#### [Saved data entries]
__________________________________________________
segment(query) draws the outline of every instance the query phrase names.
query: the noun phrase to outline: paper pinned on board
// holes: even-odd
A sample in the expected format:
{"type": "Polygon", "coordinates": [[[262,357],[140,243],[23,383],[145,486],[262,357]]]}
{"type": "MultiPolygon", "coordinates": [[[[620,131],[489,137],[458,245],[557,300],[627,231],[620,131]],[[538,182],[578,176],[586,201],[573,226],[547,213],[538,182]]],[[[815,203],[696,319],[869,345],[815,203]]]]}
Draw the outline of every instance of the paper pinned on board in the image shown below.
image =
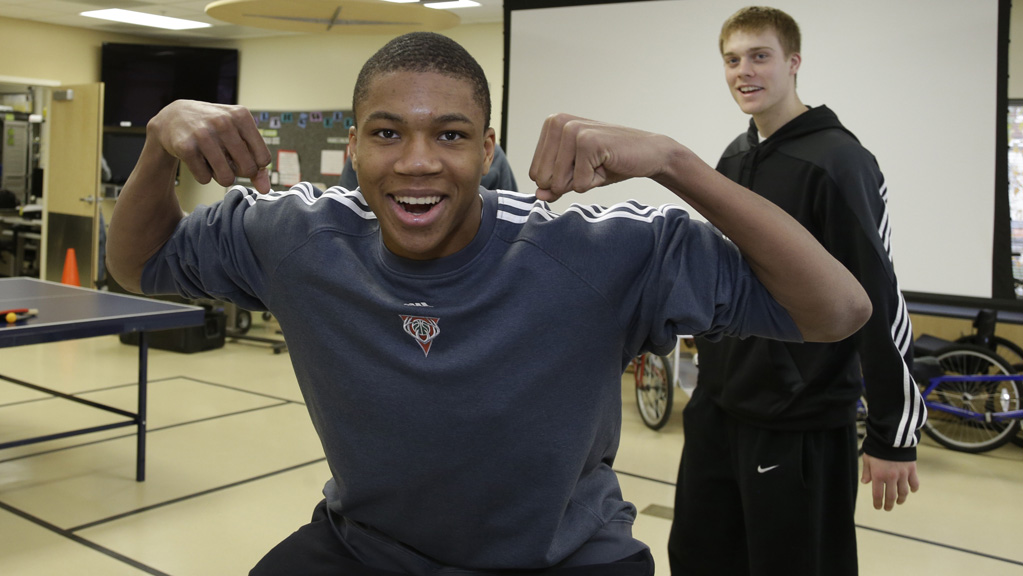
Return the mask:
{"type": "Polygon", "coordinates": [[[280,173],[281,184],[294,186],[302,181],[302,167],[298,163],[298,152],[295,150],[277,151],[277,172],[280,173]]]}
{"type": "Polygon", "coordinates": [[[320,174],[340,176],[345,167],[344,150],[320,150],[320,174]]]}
__________________________________________________
#### [Directions]
Would you write out exactly the lines of the data from the one holding "query: the noun" to the final line, both included, with pictures left out?

#### [Task answer]
query: the noun phrase to outline: paper pinned on board
// holes: even-odd
A sample in the expected format:
{"type": "Polygon", "coordinates": [[[262,357],[140,243],[23,383],[145,486],[262,357]]]}
{"type": "MultiPolygon", "coordinates": [[[[620,131],[489,137],[458,245],[557,300],[627,231],[620,131]],[[538,182],[578,176],[586,201],[573,226],[547,213],[538,182]]],[[[815,203],[696,319],[869,345],[815,203]]]]}
Draw the outline of every instance of the paper pinned on board in the image shown below.
image =
Return the mask:
{"type": "Polygon", "coordinates": [[[280,173],[281,184],[294,186],[302,181],[302,167],[298,163],[298,152],[295,150],[277,151],[277,172],[280,173]]]}
{"type": "Polygon", "coordinates": [[[320,174],[340,176],[345,167],[344,150],[320,150],[320,174]]]}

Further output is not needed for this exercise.